▶ **DATASET**:

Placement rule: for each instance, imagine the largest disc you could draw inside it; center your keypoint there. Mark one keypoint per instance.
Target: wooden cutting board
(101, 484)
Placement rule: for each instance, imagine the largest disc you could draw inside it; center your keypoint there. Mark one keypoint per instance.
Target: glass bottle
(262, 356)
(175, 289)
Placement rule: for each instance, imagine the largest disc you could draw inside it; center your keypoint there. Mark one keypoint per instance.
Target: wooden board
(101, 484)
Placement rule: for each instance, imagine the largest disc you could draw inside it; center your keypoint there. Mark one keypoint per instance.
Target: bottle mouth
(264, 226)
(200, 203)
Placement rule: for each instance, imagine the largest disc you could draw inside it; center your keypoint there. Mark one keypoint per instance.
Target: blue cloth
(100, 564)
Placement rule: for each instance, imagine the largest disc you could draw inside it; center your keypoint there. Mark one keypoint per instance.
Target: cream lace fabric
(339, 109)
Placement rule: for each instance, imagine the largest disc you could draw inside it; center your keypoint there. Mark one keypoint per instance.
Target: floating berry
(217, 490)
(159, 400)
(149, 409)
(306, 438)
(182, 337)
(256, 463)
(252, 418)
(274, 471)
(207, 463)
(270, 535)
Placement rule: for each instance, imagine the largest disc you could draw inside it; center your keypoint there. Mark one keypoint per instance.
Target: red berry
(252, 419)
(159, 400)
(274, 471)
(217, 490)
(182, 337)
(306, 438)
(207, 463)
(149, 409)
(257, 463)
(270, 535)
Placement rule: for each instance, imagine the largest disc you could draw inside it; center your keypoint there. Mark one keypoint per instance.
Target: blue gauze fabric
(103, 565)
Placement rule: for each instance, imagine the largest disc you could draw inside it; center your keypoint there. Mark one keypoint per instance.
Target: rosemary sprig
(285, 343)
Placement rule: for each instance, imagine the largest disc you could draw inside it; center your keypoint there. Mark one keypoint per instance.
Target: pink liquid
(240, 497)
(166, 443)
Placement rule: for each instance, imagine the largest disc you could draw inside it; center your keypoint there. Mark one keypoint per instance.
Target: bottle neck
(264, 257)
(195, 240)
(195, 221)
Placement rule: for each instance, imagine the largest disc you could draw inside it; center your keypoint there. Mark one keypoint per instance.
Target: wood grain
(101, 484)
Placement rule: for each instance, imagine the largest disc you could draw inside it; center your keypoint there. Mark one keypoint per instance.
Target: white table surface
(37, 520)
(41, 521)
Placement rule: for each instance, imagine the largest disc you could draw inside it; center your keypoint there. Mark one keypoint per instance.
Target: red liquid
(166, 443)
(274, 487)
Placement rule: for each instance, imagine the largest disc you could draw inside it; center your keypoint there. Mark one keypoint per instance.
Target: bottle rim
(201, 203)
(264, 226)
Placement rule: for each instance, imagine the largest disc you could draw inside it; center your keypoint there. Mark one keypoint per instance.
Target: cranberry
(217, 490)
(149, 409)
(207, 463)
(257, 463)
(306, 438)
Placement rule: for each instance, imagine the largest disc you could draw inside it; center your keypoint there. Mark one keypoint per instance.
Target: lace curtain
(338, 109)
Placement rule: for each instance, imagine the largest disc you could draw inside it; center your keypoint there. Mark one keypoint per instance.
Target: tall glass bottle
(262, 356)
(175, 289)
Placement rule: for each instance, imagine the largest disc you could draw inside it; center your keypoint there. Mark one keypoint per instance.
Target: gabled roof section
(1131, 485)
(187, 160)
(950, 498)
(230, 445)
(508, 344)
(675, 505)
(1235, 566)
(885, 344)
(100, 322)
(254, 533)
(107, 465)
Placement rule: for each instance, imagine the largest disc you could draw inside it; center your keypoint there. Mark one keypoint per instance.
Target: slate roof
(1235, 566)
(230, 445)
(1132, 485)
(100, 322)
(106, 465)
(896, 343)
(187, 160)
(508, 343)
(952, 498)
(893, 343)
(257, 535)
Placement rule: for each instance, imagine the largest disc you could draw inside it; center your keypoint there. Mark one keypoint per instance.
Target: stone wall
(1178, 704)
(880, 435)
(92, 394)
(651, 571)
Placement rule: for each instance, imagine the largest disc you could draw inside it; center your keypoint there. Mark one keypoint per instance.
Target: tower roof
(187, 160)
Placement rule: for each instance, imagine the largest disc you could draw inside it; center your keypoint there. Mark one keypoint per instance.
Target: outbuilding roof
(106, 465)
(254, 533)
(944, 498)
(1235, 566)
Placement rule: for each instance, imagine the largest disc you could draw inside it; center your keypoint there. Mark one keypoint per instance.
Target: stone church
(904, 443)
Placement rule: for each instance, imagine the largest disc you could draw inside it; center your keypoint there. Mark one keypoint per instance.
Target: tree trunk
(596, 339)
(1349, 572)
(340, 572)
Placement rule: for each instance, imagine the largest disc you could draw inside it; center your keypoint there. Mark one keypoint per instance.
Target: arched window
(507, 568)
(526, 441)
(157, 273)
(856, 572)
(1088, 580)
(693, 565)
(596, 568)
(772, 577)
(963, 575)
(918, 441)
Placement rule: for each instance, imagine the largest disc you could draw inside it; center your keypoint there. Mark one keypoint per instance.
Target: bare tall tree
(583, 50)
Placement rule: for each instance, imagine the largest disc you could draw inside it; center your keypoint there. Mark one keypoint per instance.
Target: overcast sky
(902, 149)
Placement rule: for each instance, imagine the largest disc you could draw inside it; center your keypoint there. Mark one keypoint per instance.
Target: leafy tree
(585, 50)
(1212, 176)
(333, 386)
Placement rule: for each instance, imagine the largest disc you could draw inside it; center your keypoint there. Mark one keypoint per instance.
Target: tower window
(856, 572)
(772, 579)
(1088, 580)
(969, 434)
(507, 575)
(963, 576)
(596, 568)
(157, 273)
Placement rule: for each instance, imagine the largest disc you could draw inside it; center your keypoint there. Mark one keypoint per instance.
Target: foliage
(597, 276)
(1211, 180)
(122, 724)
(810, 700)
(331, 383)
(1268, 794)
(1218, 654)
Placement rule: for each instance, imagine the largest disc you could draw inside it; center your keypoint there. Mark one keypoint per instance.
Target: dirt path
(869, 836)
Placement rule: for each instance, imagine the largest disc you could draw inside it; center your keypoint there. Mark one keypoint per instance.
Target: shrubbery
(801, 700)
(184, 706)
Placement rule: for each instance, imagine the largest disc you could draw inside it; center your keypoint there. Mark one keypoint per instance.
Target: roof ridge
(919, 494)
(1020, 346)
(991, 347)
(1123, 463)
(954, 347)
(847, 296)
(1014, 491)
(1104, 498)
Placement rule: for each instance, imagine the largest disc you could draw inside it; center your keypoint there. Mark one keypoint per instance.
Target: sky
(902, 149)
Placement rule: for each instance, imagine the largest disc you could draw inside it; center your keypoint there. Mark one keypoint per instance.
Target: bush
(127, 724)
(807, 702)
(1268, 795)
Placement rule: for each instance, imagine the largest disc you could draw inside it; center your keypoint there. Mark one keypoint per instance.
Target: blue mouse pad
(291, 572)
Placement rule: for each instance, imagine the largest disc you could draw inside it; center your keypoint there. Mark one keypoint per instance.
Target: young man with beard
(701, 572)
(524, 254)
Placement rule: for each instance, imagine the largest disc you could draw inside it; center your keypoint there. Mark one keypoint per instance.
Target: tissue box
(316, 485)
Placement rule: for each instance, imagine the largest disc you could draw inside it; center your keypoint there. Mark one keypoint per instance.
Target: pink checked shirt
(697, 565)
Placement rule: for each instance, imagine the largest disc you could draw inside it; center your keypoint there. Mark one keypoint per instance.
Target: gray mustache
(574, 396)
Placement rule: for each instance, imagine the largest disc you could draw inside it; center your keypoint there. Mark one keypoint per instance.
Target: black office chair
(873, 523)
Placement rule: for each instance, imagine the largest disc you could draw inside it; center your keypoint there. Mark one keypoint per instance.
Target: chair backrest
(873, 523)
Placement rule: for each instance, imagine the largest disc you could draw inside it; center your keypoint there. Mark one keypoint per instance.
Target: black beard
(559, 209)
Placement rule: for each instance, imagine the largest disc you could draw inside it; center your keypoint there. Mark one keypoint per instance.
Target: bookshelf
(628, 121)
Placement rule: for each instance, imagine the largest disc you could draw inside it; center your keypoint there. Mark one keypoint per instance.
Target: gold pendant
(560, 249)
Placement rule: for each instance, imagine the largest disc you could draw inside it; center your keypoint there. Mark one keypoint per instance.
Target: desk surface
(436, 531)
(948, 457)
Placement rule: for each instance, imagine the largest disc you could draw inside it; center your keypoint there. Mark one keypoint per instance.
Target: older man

▶ **SET PROBLEM**:
Identify each line in the rows above that contains the string "wooden", and copy those lines. Matching is case-sensitive.

▶ **REPLY**:
Target: wooden cutting board
Target: wooden board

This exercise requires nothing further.